(Shape boundary entries)

# # #

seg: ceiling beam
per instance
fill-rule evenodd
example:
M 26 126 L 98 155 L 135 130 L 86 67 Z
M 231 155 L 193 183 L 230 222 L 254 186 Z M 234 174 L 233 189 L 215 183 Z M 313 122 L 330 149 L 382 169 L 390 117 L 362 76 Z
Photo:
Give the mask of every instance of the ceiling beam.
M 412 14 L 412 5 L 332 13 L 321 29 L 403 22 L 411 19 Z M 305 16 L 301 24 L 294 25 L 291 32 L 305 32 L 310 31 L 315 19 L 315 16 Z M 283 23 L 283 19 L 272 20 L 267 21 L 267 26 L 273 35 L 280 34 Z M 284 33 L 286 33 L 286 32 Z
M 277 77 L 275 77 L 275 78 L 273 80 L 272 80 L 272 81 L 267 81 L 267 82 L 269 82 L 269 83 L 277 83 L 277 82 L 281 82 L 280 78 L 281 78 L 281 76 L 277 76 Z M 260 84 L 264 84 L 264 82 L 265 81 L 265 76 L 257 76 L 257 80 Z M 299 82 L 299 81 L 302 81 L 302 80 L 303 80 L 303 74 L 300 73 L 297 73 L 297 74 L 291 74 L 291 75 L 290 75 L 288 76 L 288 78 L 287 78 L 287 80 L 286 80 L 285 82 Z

# # #

| Stated goal |
Output every line of the data above again, character for character.

| Expected answer |
seg: ceiling beam
per instance
fill-rule evenodd
example:
M 26 126 L 98 155 L 135 130 L 86 67 Z
M 231 155 L 193 183 L 230 222 L 254 186 Z M 234 174 L 233 189 L 215 183 Z M 313 122 L 330 149 L 382 169 L 390 117 L 362 76 Z
Photo:
Give the mask of every instance of the ceiling beam.
M 412 14 L 412 5 L 332 13 L 321 29 L 403 22 L 411 19 Z M 305 16 L 301 24 L 294 25 L 291 32 L 305 32 L 310 31 L 315 19 L 315 16 Z M 283 23 L 283 19 L 272 20 L 267 21 L 267 26 L 273 35 L 280 34 Z M 284 33 L 286 33 L 286 32 Z
M 277 77 L 275 77 L 275 78 L 273 80 L 272 80 L 272 81 L 267 81 L 267 82 L 269 82 L 269 83 L 277 83 L 277 82 L 281 82 L 280 78 L 281 78 L 281 76 L 277 76 Z M 260 84 L 264 84 L 264 82 L 265 81 L 265 76 L 257 76 L 257 80 Z M 299 82 L 299 81 L 302 81 L 302 80 L 303 80 L 303 74 L 300 73 L 297 73 L 297 74 L 291 74 L 291 75 L 290 75 L 288 76 L 288 78 L 287 78 L 287 80 L 286 80 L 285 82 Z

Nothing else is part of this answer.